EXTRAIT DE PAGE:
______
Bien qu’il ne soit pas rare qu’un roman s’expose comme une oeuvre de mémoire, cela est particulièrement évident dans les titres de la baronne des lettres indo-néerlandaises, aujourd’hui dans sa quatre-vingtième et quelque année, Hella S. Haasse.

Bien qu’il ne soit pas rare qu’un roman s’expose comme une oeuvre de mémoire, cela est particulièrement évident dans les titres de la baronne des lettres indo-néerlandaises, aujourd’hui dans sa quatre-vingtième et quelque année, Hella S. Haasse. Bon nombre des romans de cette auteure (qui est née en Indonésie mais qui habite la Hollande depuis soixante ans) sont marqués du sceau du retour en arrière: retour au bercail, retrouvailles avec les siens, avec l’être que l’on a été, et, plus passionnément encore, retour à la maison qui nous a vu être.

Telle est donc à nouveau la toile de fond de ce dernier titre en français, Des nouvelles de la maison bleue, dans lequel deux soeurs, que la vie a totalement séparées, reviennent dans cette maison qui les a vues grandir et où elles n’ont plus mis les pieds depuis un demi-siècle. Le génie de Hella S. Haasse n’est pas, ici, d’avoir donné aux deux héroïnes de son roman des personnalités radicalement différentes: l’une tenant davantage de sa mère, fougueuse Argentine, l’autre de son père, sobre Hollandais. Ni d’avoir dressé en un face-à-face (qui ne dégénérera d’ailleurs jamais en affrontement) la misère, la passion et le désir de justice qui ont été le lot de l’une des soeurs pendant que l’autre s’engonçait mollement dans le luxe et la passivité.
______
TRAVAIL À FAIRE:
1. Résumez en deux phrases l'extrait sur Hella S. Haasse.
2. Poursuivez l'extrait sur Hella S. Haasse à la suite de sa dernière phrase.
Le matériel qui suit est sans rapport avec l'extrait sur Hella S. Haasse.
______
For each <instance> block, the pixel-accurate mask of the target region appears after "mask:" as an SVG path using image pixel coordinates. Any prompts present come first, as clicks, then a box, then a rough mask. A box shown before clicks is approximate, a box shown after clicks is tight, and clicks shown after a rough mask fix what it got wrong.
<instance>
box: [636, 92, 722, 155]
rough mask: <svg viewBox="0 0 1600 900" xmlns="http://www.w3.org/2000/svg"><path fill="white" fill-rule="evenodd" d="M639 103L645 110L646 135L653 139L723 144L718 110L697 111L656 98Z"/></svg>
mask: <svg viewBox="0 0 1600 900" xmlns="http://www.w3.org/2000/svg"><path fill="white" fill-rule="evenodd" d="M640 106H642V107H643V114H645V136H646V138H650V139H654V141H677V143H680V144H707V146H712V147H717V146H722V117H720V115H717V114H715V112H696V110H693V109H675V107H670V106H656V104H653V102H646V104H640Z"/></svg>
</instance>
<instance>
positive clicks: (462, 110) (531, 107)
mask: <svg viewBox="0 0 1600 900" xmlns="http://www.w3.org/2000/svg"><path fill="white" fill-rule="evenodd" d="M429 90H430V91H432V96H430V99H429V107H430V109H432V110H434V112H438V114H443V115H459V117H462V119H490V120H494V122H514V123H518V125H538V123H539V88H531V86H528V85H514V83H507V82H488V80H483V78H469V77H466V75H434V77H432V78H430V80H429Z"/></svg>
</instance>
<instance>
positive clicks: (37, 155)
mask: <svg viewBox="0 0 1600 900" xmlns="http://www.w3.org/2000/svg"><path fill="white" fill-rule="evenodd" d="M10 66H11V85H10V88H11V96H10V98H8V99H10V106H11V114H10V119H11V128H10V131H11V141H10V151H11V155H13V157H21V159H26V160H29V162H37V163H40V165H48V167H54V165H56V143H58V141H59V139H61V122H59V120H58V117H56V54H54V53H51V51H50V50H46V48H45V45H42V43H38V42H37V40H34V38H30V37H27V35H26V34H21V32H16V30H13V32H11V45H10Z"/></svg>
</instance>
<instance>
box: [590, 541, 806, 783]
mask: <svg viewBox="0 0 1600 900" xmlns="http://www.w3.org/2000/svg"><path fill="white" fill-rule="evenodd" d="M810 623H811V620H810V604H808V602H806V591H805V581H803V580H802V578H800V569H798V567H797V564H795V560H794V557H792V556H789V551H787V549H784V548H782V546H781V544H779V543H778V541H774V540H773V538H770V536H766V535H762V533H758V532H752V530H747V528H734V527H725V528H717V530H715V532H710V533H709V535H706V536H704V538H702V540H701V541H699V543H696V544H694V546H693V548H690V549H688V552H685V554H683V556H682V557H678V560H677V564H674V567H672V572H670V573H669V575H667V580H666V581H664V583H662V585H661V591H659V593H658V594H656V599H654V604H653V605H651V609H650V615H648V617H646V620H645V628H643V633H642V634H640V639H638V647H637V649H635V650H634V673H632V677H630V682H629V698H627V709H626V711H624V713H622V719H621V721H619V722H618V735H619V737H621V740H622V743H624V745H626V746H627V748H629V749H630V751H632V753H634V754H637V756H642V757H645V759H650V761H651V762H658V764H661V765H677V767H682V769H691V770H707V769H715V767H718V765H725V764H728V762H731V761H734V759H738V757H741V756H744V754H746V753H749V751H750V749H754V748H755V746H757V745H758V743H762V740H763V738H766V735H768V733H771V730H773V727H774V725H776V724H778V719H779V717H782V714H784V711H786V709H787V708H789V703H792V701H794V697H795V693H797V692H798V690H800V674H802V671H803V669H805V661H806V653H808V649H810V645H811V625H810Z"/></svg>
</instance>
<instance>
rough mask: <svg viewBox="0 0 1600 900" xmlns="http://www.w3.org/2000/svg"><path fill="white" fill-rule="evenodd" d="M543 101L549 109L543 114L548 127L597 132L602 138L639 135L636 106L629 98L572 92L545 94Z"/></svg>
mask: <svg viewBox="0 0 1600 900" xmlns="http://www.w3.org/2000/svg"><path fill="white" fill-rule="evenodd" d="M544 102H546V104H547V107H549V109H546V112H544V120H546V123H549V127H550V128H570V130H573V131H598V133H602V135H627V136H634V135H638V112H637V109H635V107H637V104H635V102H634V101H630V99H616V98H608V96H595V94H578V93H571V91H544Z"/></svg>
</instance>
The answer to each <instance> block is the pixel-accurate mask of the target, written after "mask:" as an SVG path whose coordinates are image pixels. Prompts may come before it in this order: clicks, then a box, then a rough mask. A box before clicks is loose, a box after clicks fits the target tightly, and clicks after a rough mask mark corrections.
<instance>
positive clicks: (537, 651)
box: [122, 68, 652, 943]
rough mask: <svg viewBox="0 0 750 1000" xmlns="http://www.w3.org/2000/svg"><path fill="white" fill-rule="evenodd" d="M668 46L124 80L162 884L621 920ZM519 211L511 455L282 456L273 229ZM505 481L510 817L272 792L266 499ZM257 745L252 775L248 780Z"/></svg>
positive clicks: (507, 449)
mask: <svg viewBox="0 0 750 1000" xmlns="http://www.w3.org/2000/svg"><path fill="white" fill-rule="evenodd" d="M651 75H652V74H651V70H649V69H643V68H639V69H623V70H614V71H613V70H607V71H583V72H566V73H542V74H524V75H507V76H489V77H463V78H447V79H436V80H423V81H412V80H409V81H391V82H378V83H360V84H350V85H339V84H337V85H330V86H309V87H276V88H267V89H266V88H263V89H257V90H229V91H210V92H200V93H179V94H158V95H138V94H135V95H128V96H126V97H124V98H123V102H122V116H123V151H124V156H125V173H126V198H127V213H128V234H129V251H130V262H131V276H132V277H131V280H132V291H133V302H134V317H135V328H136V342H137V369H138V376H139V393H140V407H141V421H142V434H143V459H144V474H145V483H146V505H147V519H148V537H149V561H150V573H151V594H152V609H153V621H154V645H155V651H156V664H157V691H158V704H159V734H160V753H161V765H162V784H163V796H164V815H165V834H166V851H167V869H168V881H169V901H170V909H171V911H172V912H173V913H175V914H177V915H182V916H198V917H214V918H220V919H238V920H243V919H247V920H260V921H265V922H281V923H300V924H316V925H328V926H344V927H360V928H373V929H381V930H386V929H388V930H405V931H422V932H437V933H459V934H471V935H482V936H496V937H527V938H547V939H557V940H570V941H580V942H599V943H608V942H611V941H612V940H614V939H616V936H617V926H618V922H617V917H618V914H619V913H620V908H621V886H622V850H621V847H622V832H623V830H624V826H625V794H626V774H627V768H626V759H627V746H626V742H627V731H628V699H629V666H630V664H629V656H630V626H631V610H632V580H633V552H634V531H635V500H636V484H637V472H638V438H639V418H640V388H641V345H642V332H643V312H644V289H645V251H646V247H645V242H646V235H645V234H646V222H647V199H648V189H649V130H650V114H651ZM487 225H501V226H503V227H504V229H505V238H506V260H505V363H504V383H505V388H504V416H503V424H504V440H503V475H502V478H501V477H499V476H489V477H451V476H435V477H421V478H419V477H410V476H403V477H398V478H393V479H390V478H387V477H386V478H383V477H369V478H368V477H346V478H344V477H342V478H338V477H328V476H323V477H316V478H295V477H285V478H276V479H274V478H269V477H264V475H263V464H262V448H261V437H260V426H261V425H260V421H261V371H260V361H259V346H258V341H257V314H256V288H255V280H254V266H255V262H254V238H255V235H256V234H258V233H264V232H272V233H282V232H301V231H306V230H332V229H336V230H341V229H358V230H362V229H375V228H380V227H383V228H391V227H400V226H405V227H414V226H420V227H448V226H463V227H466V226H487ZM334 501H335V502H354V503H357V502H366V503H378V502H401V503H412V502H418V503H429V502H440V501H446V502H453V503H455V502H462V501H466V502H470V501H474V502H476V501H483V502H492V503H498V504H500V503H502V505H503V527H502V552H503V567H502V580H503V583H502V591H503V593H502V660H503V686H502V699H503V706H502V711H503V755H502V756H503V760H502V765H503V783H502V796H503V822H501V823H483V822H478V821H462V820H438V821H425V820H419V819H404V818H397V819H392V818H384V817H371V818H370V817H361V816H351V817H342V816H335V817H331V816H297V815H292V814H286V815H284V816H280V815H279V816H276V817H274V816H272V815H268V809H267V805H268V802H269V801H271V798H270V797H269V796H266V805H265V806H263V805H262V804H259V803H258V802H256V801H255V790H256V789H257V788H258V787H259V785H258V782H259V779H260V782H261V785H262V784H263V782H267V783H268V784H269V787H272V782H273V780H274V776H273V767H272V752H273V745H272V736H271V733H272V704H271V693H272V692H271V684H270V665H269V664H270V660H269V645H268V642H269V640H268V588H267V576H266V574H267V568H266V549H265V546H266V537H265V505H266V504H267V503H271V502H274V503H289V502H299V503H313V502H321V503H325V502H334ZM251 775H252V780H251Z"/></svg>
______
RÉPONSES RÉDIGÉES:
1. Beaucoup de romans de Hella S. Haasse, née en Indonésie et installée en Hollande depuis soixante ans, sont marqués par le retour en arrière, et surtout par le retour à la maison de l'enfance. Son dernier titre en français, Des nouvelles de la maison bleue, met en scène deux sœurs que la vie a séparées et qui reviennent dans la maison où elles ont grandi, où elles n'avaient pas remis les pieds depuis un demi-siècle.

2.
Ou, du moins, il n’est pas que là.
Car le génie de Hella S. Haasse, ici comme dans d’autres romans, se manifeste encore plus brillamment dans la façon singulière qu’elle a de construire son texte. On trouve ainsi, en marge de l’histoire centrale narrée dans Nouvelles de la maison bleue toute une série de portraits venant nourrir ces thèmes que mettent en lumière les retrouvailles des deux soeurs: les souvenirs, les regrets, les révélations, les secrets, les espoirs.

Hella S. Haasse dépeint les gens qui gravitent autour des soeurs et de leur maison bleue, qui ont été enfants avec elles, et qui sont demeurés dans leur petit village, pendant qu’elles couraient, chacune à leur cause, de par le monde. Et c’est dans de petits riens que l’on apprendra d’abord à découvrir ces divers personnages secondaires: à leur façon de se comporter, d’accueillir le voisin ou de le fuir, de nettoyer le jardin, de semer le désordre, de boire le thé ou de laper le xérès.

Puis on verra bientôt gronder chez eux, et chez les femmes en particulier, un insatiable désir de rattraper le temps perdu, de faire table rase du passé et de foncer vers un nouveau destin. La maison bleue sera démolie. On ignorera ce qui arrive à chaque personnage, l’auteure s’amusant à jouer autant avec la chronologie qu’avec le point de vue narratif, donnant la parole tantôt à un narrateur omniscient qui ne dit pas tout, tantôt à un narrateur qui ne sait pas grand-chose mais qui parle beaucoup. On ne saura pas tout, mais on pensera, et on espérera grand. Ce qui n’est pas le pire legs que puisse laisser un roman…

Traduit du néerlandais par Annie Kroon.
Éd. Actes Sud/Leméac, 2000, 185 p.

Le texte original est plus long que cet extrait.